Saved data entries
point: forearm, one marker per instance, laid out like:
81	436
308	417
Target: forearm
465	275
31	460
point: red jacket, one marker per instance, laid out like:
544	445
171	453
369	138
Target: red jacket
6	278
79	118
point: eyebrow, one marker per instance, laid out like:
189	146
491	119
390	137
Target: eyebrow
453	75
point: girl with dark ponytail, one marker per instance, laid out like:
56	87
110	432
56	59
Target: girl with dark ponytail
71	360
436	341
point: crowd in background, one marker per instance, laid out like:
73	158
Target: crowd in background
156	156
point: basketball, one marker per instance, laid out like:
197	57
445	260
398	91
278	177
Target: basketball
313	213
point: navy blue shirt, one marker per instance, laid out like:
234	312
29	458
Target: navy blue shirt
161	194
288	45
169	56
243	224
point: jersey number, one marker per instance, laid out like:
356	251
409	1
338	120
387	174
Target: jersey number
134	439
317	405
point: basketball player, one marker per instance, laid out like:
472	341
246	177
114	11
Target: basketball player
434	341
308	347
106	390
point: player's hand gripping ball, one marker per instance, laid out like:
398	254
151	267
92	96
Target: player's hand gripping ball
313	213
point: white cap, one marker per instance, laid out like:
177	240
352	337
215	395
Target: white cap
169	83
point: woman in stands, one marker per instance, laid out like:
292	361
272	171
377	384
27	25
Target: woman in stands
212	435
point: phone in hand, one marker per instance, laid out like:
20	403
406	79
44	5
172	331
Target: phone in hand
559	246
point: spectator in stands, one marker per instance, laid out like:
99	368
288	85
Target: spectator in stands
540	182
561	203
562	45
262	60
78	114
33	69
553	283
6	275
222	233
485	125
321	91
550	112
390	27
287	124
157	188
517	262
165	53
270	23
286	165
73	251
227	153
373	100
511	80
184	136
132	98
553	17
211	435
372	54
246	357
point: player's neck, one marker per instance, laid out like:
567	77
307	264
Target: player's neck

● Problem requirements: Can you recast the data as a JSON list of strings, one string per line with blank lines left out, starting at the line that contains "point: white cap, one" (that line included) and ending at the last line of the data?

● Output:
[
  "point: white cap, one marker per instance, laid out like:",
  "177\t240",
  "352\t337",
  "215\t395",
  "Target: white cap",
  "169\t83",
  "point: woman in stands, one marker per instance, laid out like:",
  "292\t361",
  "272\t171",
  "377\t384",
  "27\t25",
  "Target: woman in stands",
  "212\t435",
  "point: phone in hand, one marker per instance, laid out like:",
  "20\t403",
  "406\t79",
  "44\t5",
  "172\t331",
  "Target: phone in hand",
  "559\t246",
  "point: spectator in stands, one marker per instance, laid out like:",
  "99\t368",
  "288\t85",
  "Target: spectator in stands",
  "540\t182",
  "561\t203",
  "562\t45",
  "262\t60",
  "78\t114",
  "33\t69",
  "553\t283",
  "6\t275",
  "222\t233",
  "485\t125",
  "321\t91",
  "550\t112",
  "390\t27",
  "287\t124",
  "157\t188",
  "517\t262",
  "165\t53",
  "270\t23",
  "286\t165",
  "73\t251",
  "227\t153",
  "373\t100",
  "511\t80",
  "184\t136",
  "132\t98",
  "553\t17",
  "211\t435",
  "372\t54",
  "246\t357",
  "point: player's neck, one marker per instance, laid out like:",
  "567\t77",
  "307\t264",
  "Target: player's neck"
]